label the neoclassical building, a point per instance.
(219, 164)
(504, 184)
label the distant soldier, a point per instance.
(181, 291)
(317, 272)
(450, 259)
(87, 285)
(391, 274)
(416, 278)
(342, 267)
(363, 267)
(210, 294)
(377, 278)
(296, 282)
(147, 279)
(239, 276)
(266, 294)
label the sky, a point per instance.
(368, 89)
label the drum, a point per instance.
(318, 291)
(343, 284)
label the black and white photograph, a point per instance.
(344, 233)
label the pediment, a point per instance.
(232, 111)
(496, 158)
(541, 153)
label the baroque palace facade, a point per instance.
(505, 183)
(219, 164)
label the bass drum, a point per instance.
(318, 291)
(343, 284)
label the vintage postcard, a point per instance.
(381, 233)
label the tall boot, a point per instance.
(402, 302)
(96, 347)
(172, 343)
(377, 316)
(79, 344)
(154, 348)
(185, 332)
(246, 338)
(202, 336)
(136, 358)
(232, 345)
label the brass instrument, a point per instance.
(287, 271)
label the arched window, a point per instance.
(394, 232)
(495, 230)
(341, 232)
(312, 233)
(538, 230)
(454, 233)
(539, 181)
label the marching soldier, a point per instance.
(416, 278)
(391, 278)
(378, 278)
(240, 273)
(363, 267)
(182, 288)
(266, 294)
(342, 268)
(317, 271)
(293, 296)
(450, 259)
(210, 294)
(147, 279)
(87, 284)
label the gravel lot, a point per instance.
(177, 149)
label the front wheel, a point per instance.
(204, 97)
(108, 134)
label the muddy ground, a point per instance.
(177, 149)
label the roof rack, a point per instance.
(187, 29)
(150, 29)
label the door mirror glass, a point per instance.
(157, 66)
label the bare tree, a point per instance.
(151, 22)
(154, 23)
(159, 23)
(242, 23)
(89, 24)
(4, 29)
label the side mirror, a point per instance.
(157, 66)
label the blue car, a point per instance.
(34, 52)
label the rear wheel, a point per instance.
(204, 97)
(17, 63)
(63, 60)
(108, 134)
::::
PROBLEM DESCRIPTION – Set down every entry exactly as given.

SOLUTION –
label the neoclassical building, a point per instance.
(219, 164)
(504, 184)
label the distant soldier, a point per instance.
(181, 291)
(317, 272)
(450, 259)
(87, 285)
(391, 274)
(416, 278)
(342, 267)
(363, 267)
(210, 294)
(377, 278)
(296, 282)
(147, 279)
(239, 276)
(266, 294)
label the sky, a point per instance.
(368, 89)
label the drum, a point per instance.
(318, 291)
(343, 284)
label the black and white photograph, a point per instance.
(344, 233)
label the pediment, a point per instance.
(232, 111)
(496, 158)
(541, 153)
label the baroque palace facade, a point per instance.
(505, 183)
(219, 164)
label the bass drum, a point per instance.
(318, 291)
(343, 284)
label the vintage postcard, a point per instance.
(381, 233)
label the tall boot, a point per instance.
(402, 302)
(96, 347)
(172, 343)
(377, 316)
(79, 344)
(154, 348)
(185, 332)
(246, 338)
(202, 336)
(136, 358)
(232, 345)
label the brass instrument, a point per instance.
(287, 271)
label the arched window, a point per instance.
(394, 232)
(495, 230)
(341, 232)
(312, 233)
(538, 230)
(454, 233)
(539, 181)
label the marching soldier, a point per instance.
(416, 278)
(391, 278)
(378, 278)
(240, 273)
(363, 267)
(182, 288)
(266, 294)
(342, 268)
(317, 271)
(293, 296)
(450, 259)
(210, 294)
(147, 279)
(87, 284)
label the gravel lot, a point per instance.
(177, 149)
label the front wheel, a point per instance.
(204, 97)
(108, 134)
label the muddy ground, a point per instance.
(177, 149)
label the roof rack, a point per instance.
(187, 29)
(150, 29)
label the door mirror glass, a point per instance.
(157, 66)
label the bare tree, a point per instance.
(151, 22)
(154, 23)
(159, 23)
(242, 23)
(89, 24)
(4, 29)
label the side mirror, a point per instance.
(157, 66)
label the blue car, a point per instance.
(34, 52)
label the rear wheel, a point per instance.
(204, 97)
(17, 63)
(63, 60)
(108, 134)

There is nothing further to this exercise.